§ MATERIAL PROVIDED:
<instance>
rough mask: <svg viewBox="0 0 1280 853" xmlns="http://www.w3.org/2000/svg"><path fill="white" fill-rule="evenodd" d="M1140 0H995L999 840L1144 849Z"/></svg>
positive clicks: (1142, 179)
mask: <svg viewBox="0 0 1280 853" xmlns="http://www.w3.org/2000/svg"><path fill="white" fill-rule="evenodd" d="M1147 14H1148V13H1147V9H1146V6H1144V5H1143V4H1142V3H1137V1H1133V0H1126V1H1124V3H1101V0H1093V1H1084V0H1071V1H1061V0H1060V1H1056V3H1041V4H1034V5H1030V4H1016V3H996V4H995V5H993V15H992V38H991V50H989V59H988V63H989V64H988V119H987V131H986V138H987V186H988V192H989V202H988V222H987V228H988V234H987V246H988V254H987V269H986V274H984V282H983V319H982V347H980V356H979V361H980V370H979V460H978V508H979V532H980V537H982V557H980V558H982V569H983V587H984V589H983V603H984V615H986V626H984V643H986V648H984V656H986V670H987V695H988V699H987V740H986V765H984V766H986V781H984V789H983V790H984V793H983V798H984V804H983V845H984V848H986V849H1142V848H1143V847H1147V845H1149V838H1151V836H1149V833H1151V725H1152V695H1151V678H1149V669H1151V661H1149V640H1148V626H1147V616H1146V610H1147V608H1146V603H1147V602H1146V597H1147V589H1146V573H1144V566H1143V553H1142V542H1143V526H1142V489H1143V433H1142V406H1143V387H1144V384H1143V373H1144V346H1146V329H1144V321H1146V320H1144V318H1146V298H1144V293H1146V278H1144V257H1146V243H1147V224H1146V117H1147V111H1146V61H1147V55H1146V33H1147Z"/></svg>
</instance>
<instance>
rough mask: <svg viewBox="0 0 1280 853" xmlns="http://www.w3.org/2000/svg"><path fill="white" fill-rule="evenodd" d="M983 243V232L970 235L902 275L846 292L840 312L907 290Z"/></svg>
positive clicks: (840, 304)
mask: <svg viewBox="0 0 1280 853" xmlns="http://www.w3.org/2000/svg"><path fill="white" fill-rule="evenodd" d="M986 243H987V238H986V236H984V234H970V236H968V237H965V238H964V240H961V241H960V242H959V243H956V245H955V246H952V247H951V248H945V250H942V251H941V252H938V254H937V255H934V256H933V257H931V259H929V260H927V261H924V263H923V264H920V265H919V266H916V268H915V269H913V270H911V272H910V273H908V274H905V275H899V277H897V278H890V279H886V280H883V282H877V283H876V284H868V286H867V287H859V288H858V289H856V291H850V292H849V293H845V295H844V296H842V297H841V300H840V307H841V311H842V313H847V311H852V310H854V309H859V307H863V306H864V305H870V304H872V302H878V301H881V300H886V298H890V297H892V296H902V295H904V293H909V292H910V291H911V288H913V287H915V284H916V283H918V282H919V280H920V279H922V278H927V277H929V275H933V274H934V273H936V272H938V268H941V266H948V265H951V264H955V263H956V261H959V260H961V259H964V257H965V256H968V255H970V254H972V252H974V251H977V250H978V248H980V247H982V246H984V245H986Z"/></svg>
==
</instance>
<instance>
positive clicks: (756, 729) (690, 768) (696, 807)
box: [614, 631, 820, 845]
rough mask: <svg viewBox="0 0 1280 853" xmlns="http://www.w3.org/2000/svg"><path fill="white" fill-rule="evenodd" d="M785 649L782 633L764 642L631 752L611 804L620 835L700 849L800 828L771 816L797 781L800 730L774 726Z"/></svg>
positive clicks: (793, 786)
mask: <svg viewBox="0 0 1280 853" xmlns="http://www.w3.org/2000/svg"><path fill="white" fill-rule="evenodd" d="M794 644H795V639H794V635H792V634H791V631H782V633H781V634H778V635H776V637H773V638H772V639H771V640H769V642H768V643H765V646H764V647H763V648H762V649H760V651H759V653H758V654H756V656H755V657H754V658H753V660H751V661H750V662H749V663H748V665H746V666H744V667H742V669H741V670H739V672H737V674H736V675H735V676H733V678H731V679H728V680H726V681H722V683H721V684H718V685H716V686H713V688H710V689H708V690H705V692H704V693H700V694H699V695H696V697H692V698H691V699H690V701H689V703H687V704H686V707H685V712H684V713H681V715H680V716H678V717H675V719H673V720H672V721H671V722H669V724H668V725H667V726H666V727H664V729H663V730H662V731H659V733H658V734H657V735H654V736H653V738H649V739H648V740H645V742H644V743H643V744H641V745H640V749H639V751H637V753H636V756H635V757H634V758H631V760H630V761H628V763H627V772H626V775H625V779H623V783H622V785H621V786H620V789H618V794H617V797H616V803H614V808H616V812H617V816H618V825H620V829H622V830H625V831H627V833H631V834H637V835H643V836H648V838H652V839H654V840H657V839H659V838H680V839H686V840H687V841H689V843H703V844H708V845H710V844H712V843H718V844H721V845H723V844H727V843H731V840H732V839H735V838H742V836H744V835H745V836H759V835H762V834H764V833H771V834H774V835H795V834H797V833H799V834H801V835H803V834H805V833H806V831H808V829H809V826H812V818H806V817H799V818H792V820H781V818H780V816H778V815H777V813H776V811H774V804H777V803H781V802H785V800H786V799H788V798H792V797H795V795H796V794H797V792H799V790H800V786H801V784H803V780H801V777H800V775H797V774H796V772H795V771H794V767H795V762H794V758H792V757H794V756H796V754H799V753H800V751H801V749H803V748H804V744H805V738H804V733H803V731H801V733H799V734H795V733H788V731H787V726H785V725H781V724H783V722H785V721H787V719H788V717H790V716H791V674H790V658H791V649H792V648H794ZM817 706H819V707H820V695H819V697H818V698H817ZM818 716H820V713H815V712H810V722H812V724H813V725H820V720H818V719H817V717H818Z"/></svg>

§ YOUR ASSIGNMENT: How many lines in the records contain the string "positive"? Reply with the number alone.

§ RESPONSE TO THE EXERCISE: 4